▸ **Aim of the task**
Below is a listing; reproduce each line of it exactly.

— start Data provided —

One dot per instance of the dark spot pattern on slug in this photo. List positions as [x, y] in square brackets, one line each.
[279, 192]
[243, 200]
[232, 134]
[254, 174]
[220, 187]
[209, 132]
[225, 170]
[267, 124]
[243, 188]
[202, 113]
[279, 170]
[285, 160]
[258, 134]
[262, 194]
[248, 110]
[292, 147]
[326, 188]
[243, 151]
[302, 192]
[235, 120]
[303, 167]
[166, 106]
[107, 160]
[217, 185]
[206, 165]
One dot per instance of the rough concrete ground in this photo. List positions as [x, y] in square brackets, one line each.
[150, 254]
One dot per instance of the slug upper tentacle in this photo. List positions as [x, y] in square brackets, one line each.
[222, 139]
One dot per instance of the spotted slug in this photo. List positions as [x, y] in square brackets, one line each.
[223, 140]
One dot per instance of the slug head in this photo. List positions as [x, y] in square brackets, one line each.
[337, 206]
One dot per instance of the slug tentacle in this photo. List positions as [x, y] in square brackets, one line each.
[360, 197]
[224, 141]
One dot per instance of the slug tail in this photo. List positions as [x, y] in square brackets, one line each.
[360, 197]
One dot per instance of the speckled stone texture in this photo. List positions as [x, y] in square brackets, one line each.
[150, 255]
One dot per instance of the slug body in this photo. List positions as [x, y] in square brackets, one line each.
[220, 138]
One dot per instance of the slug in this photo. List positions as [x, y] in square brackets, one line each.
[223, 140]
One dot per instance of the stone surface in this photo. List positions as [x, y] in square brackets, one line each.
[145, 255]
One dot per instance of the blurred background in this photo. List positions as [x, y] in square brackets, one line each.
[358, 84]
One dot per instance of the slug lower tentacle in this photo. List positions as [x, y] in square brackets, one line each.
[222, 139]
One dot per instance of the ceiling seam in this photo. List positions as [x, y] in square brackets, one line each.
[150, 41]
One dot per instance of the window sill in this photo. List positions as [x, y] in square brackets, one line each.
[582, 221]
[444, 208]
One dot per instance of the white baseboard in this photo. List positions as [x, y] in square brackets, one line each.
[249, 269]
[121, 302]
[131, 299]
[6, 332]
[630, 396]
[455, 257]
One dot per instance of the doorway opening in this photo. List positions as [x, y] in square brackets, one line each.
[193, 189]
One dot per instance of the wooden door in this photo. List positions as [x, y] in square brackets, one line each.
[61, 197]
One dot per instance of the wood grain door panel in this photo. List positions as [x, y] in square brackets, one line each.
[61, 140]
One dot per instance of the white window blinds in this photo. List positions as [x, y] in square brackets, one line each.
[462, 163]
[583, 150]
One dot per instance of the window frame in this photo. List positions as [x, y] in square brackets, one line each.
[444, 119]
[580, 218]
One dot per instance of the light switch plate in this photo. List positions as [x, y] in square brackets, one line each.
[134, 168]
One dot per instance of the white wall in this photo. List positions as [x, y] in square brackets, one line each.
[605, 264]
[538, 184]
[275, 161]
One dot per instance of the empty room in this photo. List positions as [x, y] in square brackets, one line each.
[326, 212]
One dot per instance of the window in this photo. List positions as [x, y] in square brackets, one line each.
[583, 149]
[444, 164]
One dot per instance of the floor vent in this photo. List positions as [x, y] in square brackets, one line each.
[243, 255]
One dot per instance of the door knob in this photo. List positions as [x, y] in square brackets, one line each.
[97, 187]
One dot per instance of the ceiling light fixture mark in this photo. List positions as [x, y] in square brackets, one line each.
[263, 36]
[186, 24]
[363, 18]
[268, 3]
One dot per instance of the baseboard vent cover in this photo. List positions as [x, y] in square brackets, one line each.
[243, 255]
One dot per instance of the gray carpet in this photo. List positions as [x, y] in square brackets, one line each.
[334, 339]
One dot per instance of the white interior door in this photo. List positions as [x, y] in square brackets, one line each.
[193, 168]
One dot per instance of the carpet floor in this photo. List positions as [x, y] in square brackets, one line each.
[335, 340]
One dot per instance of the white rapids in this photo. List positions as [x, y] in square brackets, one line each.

— end Data provided —

▸ **Answer to this problem**
One dot per instance of the dark spot pattern on slug in this photo. List positions as [x, y] in square brackets, one line each.
[279, 192]
[243, 200]
[232, 134]
[254, 174]
[220, 187]
[209, 132]
[225, 170]
[267, 124]
[243, 188]
[202, 113]
[279, 170]
[285, 160]
[258, 134]
[262, 194]
[248, 110]
[292, 147]
[326, 188]
[243, 151]
[302, 192]
[235, 120]
[303, 167]
[166, 106]
[107, 160]
[217, 185]
[206, 165]
One dot per instance of the rough concrete ground in this photo. List positions as [x, y] in square brackets, one line each.
[150, 254]
One dot per instance of the slug upper tentacle in this photo. List positions as [x, y] in square brackets, one line each.
[222, 139]
One dot per instance of the spotted slug in this photo. List positions as [x, y] in square brackets, one line each.
[223, 140]
One dot per instance of the slug head in this photo. List positions as [x, y] in square brackets, one line each.
[337, 206]
One dot per instance of the slug tentacle in this photo. List positions as [x, y] in square brackets, one line each.
[360, 197]
[224, 141]
One dot per instance of the slug tail in this photo. List positions as [x, y] in square brackets, one line each.
[360, 197]
One dot per instance of the speckled stone texture in this photo. List positions as [x, y] in square brackets, one line each.
[150, 255]
One dot per instance of the slug body in this photo. List positions as [x, y] in square brackets, one line each.
[220, 138]
One dot per instance of the slug in this photo. List positions as [x, y] in square brackets, one line each.
[223, 140]
One dot per instance of the stone surface in this photo. List positions as [x, y] in square brackets, one line each.
[145, 255]
One dot per instance of the blurred background in this photo. List positions as [x, y] in square brackets, one line each.
[358, 84]
One dot per instance of the slug lower tentacle in this photo. List positions as [x, y] in square brackets, one line each.
[222, 139]
One dot per instance of the ceiling seam in this photo. List positions as [x, y] in square brackets, one line each.
[150, 41]
One dot per instance of the window sill in this photo. List positions as [x, y] in square brackets, one line each.
[582, 221]
[444, 208]
One dot per instance of the white baseboard in this photo. List positions as [x, y] in square brackets, one line each.
[249, 269]
[121, 302]
[131, 299]
[6, 332]
[630, 396]
[455, 257]
One dot per instance of the doorway opening in this photo. List positions as [x, y] in square brackets, one line each.
[193, 189]
One dot per instance of the wooden door in this photo. List positions as [x, y] in square brackets, one line each.
[61, 197]
One dot per instance of the wood grain door panel in this photo. List positions as [x, y] in square brackets, one line each.
[61, 140]
One dot per instance of the white window blinds in this photo. List positions as [x, y] in square brackets, one line each.
[462, 163]
[583, 150]
One dot per instance of the window frame in this photo. List positions as [x, y] in square brackets, one line each.
[444, 119]
[580, 218]
One dot per instance of the light switch plate in this photo. List positions as [x, y] in square brackets, one line each.
[134, 168]
One dot per instance of the white wall in this photo. List positions as [x, y] in square brackets, one line each.
[605, 264]
[538, 184]
[275, 161]
One dot per instance of the empty room in this photo. List positions as [x, y] in square brackets, one line each.
[326, 212]
One dot per instance of the window in this photo. List positions as [x, y] in square brackets, one line each.
[583, 149]
[444, 164]
One dot per instance of the floor vent in this photo. List positions as [x, y] in square brackets, one line each.
[243, 255]
One dot per instance of the door knob in this photo. List positions as [x, y] in square brackets, one line each.
[97, 187]
One dot per instance of the ceiling light fixture mark in this photo. List positions as [x, y] in square brackets, one line each.
[263, 36]
[186, 24]
[363, 18]
[268, 3]
One dot per instance of the baseboard vent cover in this photo. List positions as [x, y] in square brackets, one line each.
[243, 255]
One dot per instance of the gray carpet in this photo. List positions as [x, y] in square brackets, one line each.
[334, 339]
One dot per instance of the white interior door in this photo. List positions as [x, y] in square brackets, one line each.
[193, 168]
One dot per instance of the carpet floor in this photo. List positions as [x, y] in square brackets, one line each.
[335, 340]
One dot per instance of the white rapids in this photo. List positions as [x, y] in square brackets, one line each.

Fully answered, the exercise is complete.